Work instruction: Your job is to copy every record exactly.

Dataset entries

•••••

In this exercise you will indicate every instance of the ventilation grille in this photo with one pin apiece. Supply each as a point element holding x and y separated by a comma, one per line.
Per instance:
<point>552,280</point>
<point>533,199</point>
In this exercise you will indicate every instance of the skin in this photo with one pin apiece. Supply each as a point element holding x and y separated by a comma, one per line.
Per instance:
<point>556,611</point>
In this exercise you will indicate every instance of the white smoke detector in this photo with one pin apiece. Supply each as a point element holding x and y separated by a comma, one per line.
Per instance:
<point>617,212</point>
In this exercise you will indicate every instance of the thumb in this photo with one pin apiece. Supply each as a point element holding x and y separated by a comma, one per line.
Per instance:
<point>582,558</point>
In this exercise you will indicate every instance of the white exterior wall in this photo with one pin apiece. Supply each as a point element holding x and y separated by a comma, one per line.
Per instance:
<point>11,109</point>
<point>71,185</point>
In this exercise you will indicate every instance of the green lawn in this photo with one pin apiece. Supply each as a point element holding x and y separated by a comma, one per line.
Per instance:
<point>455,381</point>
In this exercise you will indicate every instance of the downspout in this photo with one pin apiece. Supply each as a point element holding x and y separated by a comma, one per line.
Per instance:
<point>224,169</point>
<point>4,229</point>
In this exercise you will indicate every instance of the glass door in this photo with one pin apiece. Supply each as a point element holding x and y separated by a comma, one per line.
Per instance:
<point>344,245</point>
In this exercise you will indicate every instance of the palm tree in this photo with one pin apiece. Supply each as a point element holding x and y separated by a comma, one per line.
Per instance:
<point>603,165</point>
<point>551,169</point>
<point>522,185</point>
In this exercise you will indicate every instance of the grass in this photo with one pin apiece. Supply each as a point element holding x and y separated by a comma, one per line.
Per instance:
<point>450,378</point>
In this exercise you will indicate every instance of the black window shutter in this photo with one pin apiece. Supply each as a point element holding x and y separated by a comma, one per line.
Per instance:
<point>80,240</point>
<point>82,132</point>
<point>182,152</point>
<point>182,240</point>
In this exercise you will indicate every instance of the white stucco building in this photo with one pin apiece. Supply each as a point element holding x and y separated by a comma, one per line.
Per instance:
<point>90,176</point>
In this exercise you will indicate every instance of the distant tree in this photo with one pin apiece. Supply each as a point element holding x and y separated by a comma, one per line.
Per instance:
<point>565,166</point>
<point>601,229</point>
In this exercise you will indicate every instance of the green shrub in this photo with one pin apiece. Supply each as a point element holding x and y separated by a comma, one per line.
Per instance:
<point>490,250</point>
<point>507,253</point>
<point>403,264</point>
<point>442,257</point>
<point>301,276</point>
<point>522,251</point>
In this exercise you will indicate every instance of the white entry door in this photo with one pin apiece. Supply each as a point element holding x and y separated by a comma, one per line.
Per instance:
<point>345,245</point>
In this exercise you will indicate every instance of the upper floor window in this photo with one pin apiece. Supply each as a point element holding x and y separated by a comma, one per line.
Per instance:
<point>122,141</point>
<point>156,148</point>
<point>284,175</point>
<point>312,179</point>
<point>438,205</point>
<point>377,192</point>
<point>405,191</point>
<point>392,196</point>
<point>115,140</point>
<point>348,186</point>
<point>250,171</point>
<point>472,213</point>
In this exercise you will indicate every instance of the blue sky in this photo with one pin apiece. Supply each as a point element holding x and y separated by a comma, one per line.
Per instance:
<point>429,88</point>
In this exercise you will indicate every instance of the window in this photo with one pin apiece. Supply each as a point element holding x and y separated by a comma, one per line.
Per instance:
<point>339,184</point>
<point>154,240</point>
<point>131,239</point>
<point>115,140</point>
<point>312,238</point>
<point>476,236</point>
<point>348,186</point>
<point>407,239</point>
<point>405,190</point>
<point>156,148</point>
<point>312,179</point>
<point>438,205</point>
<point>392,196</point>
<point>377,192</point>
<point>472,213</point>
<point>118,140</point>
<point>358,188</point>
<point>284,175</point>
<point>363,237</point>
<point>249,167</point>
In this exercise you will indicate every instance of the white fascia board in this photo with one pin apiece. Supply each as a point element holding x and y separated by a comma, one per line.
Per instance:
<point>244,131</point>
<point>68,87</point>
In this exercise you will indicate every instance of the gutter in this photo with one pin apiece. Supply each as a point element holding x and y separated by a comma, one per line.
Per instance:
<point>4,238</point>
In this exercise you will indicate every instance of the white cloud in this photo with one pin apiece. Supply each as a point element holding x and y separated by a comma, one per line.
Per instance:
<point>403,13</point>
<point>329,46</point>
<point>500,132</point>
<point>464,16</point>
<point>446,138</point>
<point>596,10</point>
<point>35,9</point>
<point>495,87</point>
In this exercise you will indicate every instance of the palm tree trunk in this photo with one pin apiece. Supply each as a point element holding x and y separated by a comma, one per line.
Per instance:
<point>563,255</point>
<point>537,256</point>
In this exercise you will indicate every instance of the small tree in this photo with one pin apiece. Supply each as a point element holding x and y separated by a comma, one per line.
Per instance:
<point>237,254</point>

•••••

Result of this exercise:
In this exercise you will indicate every instance of the ventilation grille in this photo with one pin apiece. Supply each as a point element holding x and y separated by a comma, one per line.
Per instance:
<point>552,280</point>
<point>533,199</point>
In this exercise you will indicate every instance of the skin in this photo with one pin apiece. Supply each as a point element holding x and y separated by a comma, one per line.
Per instance:
<point>556,611</point>
In this exercise you will indicate every instance of the white smoke detector in this photo with one pin apiece. Supply each as a point element holding x and y separated by a comma, one per line.
Per instance:
<point>617,212</point>
In this exercise you will indicate every instance of the thumb in this photo with one pin apiece. Supply each as a point element holding x and y separated by a comma, one per line.
Per instance:
<point>582,558</point>
In this exercise you will indicate every instance of the white exterior wall in this photo with one pin apiece. Supply each as a point element holding x and y separated by a comma, one per line.
Per instance:
<point>11,109</point>
<point>71,185</point>
In this exercise you will indicate every instance of the green lawn in this photo with one pin apiece. Supply each as a point element holding x and y separated by a comma, one per line.
Per instance:
<point>455,381</point>
In this exercise you will indicate every instance of the downspout in this photo with one pin apiece. Supply each as a point element holding x and y separated by a comma, one per line.
Per instance:
<point>224,169</point>
<point>4,229</point>
In this exercise you will indicate every instance of the glass door in this photo with one pin apiece. Supply each as a point element holding x and y separated by a comma, one per line.
Per instance:
<point>344,245</point>
In this exercise you will indicate every instance of the palm tree in this photo with one pin apiece. Supply each as a point element holding x and y separated by a comma, one per line.
Per instance:
<point>603,165</point>
<point>551,169</point>
<point>522,185</point>
In this exercise you will indicate every instance of the grass in this photo with one pin apiece. Supply each as a point element holding x and y separated by a comma, one per line.
Per instance:
<point>450,378</point>
In this exercise you will indicate every instance of the black window shutter in this photo with one pin apiece. Supply each as a point element holding x and y separated by a comma, one per line.
Per instance:
<point>80,240</point>
<point>82,132</point>
<point>182,152</point>
<point>182,240</point>
In this exercise you will indicate every instance of the white stucco building in this photo with one pin apiece. Supply each as a point element holding x and y separated by a comma, one per line.
Per instance:
<point>90,176</point>
In this exercise you will indicate every instance of the distant tree in this photo with one pin apiece. Supply each as a point element holding x and y separated by a comma, one per line.
Per instance:
<point>565,166</point>
<point>601,229</point>
In this exercise you will indicate every instance of the green shrub in this photo with one pin apiece. Supply each as a point element holding x and y separated by a comma, one per line.
Per instance:
<point>490,250</point>
<point>507,253</point>
<point>403,264</point>
<point>442,257</point>
<point>301,276</point>
<point>522,251</point>
In this exercise you will indicate every instance of the white entry door in this photo with one pin apiece. Supply each as a point element holding x and y separated by a comma, one per line.
Per instance:
<point>345,245</point>
In this exercise you will indicate every instance of the upper floor window in this photo with one pin apiece. Supply each as a point element holding x and y separated by a comma, one per line.
Per instance:
<point>122,141</point>
<point>156,148</point>
<point>284,175</point>
<point>312,179</point>
<point>438,205</point>
<point>377,192</point>
<point>405,191</point>
<point>392,196</point>
<point>115,140</point>
<point>348,186</point>
<point>250,171</point>
<point>472,213</point>
In this exercise you will indicate every instance of the blue sky in this photo with one pin apiece. Supply each as a point element holding x and y separated by a comma, one per line.
Per instance:
<point>429,88</point>
In this exercise you will indicate every instance of the window in this photo with one pin apiece. Supply each as a point element holding x and y separated by a comma, one per line.
Per instance:
<point>339,184</point>
<point>154,240</point>
<point>131,239</point>
<point>115,140</point>
<point>312,238</point>
<point>476,236</point>
<point>348,186</point>
<point>407,239</point>
<point>405,190</point>
<point>156,148</point>
<point>312,179</point>
<point>438,205</point>
<point>392,196</point>
<point>377,192</point>
<point>472,213</point>
<point>118,140</point>
<point>358,188</point>
<point>284,175</point>
<point>363,237</point>
<point>249,167</point>
In this exercise you will indicate every instance of the white fascia board in this photo with one pin apiece. Supply each as a point element holding x and y separated by a comma, one per line.
Per instance:
<point>244,131</point>
<point>68,87</point>
In this exercise you will indicate every instance of the gutter in this photo with one pin apiece. Supply each as a point element holding x and y separated by a comma, one per line.
Per instance:
<point>4,238</point>
In this exercise you will indicate every instance of the white cloud in this photo with one pin apiece. Supply each as a point element holding x and y separated by a comma, one per line.
Per instance:
<point>403,13</point>
<point>329,46</point>
<point>500,132</point>
<point>464,16</point>
<point>446,138</point>
<point>596,10</point>
<point>35,9</point>
<point>495,87</point>
In this exercise you will indicate every instance of the palm tree trunk in this photo with one pin apiece. Supply each as a point element holding x and y separated by a comma, one per line.
Per instance:
<point>563,255</point>
<point>537,256</point>
In this exercise you will indicate every instance of the small tree in this photo with one pin apiece. Supply each as a point element holding x and y separated by a comma, one per line.
Per instance:
<point>237,254</point>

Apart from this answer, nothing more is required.